> _Documento_
# # #

Quando Carlos VIII chamou o duque de Orleans para acertarem suas diferenças a bordo do leito real, não estava inovando. Desde a Antigüidade, fazia-se política na cama. Alexandre Magno, da Macedônia (356-323 a.C.), decidia os destinos de seu império do alto de sua cama de ouro. Os imperadores romanos davam audiências reclinados em luxuosos divãs. Francisco I, da França (1494-1547), tinha por hábito premiar o almirante Bonnivent, chefe de sua esquadra, após cada batalha vitoriosa, com o honroso convite para partilhar de sua cama por alguns momentos.
O monarca Filipe IV, o Belo (1268-1314), fez de seu dormitório a sala de reuniões mais concorrida de todo o reino da França. Ao redor de sua luxuosa cama — de veludo azul bordado com lírios dourados — se reuniam os conselheiros eclesiásticos, os ministros, os representantes das corporações e os embaixadores estrangeiros. Nos séculos XVII e XVIII era comum que as damas e rainhas recebessem amigos na cama e a eles era concedido o privilégio até de sentar-se ou deitar-se nela. Tal hábito chamava-se ruelle e era sinônimo de estima.

# # #

Registros de caixas rotuladas
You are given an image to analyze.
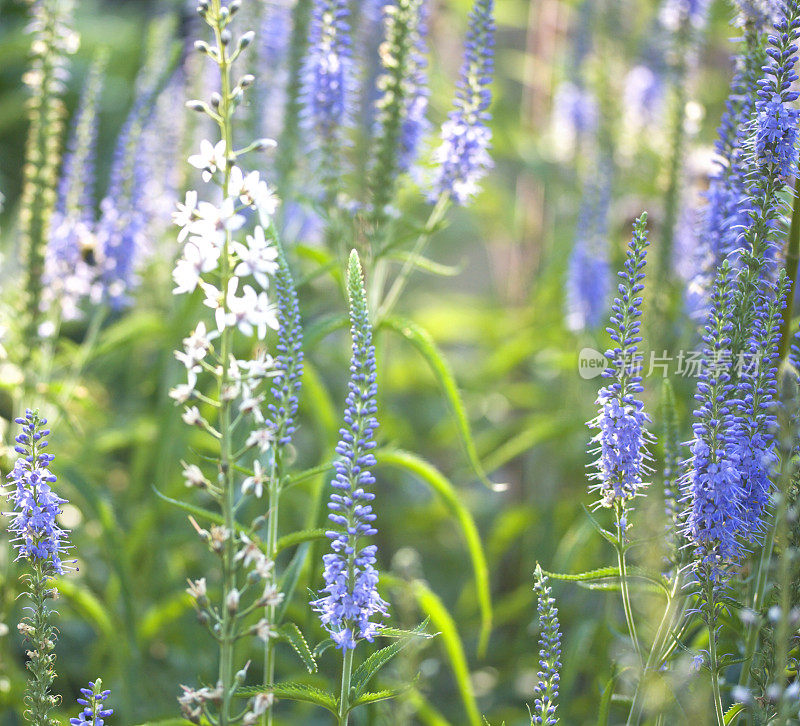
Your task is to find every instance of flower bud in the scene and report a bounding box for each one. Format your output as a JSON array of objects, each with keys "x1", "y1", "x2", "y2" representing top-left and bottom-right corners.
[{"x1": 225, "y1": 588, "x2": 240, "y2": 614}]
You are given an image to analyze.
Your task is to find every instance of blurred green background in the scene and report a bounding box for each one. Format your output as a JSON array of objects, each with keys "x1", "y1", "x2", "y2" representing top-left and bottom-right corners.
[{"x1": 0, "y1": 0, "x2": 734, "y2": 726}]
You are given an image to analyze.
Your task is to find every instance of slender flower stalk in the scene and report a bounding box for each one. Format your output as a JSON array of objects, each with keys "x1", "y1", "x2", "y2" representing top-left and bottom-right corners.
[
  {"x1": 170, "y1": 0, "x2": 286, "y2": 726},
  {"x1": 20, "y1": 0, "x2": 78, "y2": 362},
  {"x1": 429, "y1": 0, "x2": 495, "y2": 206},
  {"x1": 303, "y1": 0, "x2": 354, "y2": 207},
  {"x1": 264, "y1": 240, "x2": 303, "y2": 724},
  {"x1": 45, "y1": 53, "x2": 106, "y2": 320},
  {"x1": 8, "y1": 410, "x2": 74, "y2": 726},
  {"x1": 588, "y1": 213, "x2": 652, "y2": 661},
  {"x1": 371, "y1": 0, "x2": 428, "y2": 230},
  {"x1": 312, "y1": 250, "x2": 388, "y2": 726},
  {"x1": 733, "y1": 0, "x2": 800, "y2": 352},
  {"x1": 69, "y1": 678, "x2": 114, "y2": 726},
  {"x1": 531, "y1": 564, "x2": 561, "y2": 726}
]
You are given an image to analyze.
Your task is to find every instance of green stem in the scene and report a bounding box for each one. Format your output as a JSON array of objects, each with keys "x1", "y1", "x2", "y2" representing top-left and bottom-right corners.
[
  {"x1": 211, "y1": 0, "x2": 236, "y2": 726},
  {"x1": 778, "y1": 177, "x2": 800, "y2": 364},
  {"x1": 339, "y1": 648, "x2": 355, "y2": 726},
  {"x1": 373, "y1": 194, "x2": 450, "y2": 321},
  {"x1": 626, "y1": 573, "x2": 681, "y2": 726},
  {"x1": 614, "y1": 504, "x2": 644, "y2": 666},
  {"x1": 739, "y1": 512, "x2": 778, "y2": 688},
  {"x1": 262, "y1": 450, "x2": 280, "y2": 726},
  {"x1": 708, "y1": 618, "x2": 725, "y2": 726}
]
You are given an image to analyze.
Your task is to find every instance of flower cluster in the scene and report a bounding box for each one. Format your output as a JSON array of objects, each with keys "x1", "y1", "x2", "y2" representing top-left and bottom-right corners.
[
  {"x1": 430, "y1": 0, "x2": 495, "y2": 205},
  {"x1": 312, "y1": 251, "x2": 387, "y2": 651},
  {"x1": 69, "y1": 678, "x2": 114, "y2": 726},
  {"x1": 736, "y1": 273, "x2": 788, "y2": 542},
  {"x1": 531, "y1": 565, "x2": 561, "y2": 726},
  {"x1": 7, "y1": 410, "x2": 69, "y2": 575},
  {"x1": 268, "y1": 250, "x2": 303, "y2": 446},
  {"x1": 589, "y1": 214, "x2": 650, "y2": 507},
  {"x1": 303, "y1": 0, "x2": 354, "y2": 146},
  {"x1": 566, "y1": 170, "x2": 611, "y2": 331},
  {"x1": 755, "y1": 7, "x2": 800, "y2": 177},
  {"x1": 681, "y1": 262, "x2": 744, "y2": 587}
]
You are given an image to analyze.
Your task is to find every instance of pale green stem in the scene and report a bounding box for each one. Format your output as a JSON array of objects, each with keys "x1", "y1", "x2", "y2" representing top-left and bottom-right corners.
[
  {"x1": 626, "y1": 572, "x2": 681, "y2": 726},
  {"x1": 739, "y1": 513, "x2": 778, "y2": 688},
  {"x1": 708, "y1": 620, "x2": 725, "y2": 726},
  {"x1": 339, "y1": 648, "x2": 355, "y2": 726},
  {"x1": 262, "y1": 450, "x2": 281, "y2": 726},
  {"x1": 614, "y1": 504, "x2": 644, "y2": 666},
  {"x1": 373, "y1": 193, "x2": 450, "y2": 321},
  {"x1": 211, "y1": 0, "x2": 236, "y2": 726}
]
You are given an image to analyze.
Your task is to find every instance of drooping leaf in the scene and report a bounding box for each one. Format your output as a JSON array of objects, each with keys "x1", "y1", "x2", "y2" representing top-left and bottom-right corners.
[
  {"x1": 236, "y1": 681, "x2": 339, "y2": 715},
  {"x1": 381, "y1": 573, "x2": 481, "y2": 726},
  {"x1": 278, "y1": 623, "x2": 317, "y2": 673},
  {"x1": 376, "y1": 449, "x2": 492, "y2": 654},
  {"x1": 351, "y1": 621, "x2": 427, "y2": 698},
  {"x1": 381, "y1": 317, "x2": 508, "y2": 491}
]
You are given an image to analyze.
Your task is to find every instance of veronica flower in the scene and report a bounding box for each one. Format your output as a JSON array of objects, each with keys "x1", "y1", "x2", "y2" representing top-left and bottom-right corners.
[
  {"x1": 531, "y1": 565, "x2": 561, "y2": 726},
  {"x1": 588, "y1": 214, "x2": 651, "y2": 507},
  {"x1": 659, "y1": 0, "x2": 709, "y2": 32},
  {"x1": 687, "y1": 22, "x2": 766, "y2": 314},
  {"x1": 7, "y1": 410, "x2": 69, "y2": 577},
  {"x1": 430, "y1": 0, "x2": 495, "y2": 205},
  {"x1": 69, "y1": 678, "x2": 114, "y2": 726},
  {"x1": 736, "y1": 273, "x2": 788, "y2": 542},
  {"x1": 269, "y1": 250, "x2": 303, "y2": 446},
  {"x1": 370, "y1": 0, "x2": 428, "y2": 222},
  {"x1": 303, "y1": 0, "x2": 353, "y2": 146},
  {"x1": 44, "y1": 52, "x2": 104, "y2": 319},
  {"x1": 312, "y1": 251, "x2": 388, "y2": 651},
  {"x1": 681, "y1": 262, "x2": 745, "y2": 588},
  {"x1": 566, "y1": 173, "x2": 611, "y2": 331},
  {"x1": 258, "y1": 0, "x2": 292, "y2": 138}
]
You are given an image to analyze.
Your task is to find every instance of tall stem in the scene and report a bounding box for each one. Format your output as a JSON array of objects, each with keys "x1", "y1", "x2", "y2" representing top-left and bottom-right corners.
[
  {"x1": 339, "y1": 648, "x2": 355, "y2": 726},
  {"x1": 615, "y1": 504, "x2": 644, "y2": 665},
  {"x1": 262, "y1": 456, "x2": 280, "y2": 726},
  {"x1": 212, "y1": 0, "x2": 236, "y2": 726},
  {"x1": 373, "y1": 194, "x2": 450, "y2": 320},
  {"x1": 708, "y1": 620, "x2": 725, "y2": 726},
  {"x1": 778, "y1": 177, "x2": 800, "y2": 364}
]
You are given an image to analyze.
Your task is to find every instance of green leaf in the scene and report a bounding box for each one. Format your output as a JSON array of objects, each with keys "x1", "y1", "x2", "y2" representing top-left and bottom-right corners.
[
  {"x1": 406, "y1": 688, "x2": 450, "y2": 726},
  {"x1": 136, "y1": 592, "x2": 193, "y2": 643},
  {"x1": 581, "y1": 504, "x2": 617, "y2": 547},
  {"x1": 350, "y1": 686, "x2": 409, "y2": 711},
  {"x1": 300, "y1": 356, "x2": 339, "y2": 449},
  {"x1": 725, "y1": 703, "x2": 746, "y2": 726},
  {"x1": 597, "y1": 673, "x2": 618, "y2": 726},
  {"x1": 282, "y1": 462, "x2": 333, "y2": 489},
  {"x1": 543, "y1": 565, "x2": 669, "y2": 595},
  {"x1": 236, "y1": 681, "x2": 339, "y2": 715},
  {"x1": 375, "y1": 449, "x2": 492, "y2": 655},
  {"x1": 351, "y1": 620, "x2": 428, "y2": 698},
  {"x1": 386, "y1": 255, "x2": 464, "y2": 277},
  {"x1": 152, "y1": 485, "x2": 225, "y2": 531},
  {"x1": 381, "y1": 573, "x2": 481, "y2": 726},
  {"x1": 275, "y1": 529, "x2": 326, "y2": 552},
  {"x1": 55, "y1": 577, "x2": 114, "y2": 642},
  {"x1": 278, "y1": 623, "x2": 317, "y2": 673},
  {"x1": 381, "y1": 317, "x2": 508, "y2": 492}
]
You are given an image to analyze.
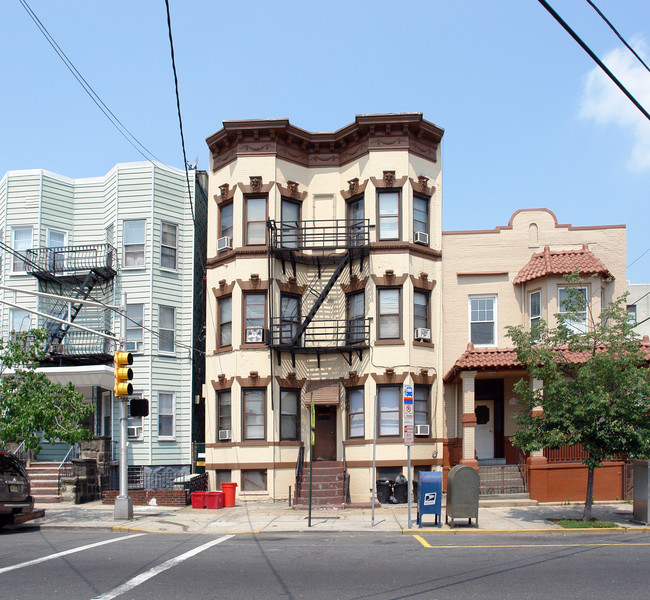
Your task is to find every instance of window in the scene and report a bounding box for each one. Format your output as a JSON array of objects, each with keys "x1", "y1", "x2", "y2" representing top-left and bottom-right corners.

# # #

> _Ações a realizar_
1 – Quais linhas dos registros trazem a palavra "leaf"? Mostre todas elas.
2 – Escreva a continuação do texto sobre a política feita na cama, a partir do ponto em que ele termina.
O texto e os registros são materiais independentes entre si.

> _Resultados em ordem_
1 –
Your task is to find every instance of drooping leaf in the scene and report a bounding box for each one. Format your output as a JSON array of objects, each with keys "x1", "y1", "x2", "y2" representing top-left and bottom-right corners.
Your task is to find every instance of green leaf in the scene and report a bounding box for each one. Format your output as a JSON array of objects, each with keys "x1", "y1", "x2", "y2" representing top-left and bottom-right corners.

2 –
Mas o figurão mais chegado a uma cama foi sem dúvida o cardeal Richelieu, o astuto primeiro-ministro de Luís XIII, da França (1601-1643). Ele só se levantava para despachar com o rei. Quando precisava viajar, não fazia por menos — levava a cama consigo, indo e vindo por vilas e cidades e derrubando muros e paredes que obstruíssem o caminho de sua companheira inseparável. Não é de estranhar que ela o vitimasse: a falta de movimento mais o excesso de comida deixaram Richelieu sofrendo de dificuldades respiratórios, transtornos cardíacos e circulatórios. Morreu de apoplexia aos 57 anos. Na cama.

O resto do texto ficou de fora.